■ **EXERCISE INPUTS**:
━━━━━━━━━━━━━━━━

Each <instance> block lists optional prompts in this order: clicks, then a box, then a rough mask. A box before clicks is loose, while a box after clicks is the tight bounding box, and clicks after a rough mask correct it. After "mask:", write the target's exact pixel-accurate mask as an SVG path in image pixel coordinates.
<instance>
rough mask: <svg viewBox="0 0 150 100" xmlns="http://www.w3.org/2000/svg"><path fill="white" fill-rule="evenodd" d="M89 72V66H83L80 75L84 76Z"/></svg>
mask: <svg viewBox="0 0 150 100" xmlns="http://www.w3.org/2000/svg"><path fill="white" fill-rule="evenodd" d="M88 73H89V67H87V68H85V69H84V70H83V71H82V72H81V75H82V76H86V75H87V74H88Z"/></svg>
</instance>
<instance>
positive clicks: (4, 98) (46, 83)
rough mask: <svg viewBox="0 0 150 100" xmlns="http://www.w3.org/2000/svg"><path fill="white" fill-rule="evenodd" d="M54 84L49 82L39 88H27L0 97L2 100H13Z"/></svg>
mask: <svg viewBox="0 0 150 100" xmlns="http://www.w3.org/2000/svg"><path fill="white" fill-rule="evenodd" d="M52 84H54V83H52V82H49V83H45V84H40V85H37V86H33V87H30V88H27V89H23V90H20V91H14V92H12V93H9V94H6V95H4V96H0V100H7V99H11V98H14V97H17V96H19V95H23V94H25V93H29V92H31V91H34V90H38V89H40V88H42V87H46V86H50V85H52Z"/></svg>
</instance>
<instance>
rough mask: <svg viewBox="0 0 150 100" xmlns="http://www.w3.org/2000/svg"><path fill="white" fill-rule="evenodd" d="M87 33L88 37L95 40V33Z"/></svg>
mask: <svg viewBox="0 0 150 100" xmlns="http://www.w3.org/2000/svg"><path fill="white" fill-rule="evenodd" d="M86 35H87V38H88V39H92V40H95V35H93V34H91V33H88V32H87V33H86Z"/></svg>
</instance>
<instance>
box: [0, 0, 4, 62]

━━━━━━━━━━━━━━━━

■ **EXERCISE DIRECTIONS**:
Each of the lines above must appear again, unchanged.

■ **THE ANSWER**:
Each <instance> block lists optional prompts in this order: clicks, then a box, then a rough mask. A box before clicks is loose, while a box after clicks is the tight bounding box, and clicks after a rough mask correct it. After "mask:", write the target's exact pixel-accurate mask as an SVG path in image pixel coordinates.
<instance>
rough mask: <svg viewBox="0 0 150 100" xmlns="http://www.w3.org/2000/svg"><path fill="white" fill-rule="evenodd" d="M89 72V66H83L80 75L84 76Z"/></svg>
mask: <svg viewBox="0 0 150 100" xmlns="http://www.w3.org/2000/svg"><path fill="white" fill-rule="evenodd" d="M88 73H89V67H87V68H85V69H84V70H83V71H82V72H81V75H82V76H86V75H87V74H88Z"/></svg>
</instance>
<instance>
positive clicks: (4, 98) (46, 83)
rough mask: <svg viewBox="0 0 150 100" xmlns="http://www.w3.org/2000/svg"><path fill="white" fill-rule="evenodd" d="M54 84L49 82L39 88H27L0 97L2 100H13Z"/></svg>
mask: <svg viewBox="0 0 150 100" xmlns="http://www.w3.org/2000/svg"><path fill="white" fill-rule="evenodd" d="M52 84H54V83H52V82H49V83H45V84H40V85H37V86H33V87H30V88H27V89H23V90H20V91H14V92H12V93H9V94H6V95H4V96H0V100H7V99H11V98H14V97H17V96H19V95H23V94H25V93H29V92H31V91H34V90H38V89H40V88H42V87H46V86H50V85H52Z"/></svg>
</instance>
<instance>
rough mask: <svg viewBox="0 0 150 100" xmlns="http://www.w3.org/2000/svg"><path fill="white" fill-rule="evenodd" d="M87 33L88 37L95 40V33Z"/></svg>
mask: <svg viewBox="0 0 150 100" xmlns="http://www.w3.org/2000/svg"><path fill="white" fill-rule="evenodd" d="M86 35H87V38H88V39H92V40H95V35H93V34H91V33H88V32H87V33H86Z"/></svg>
</instance>
<instance>
box: [0, 0, 4, 62]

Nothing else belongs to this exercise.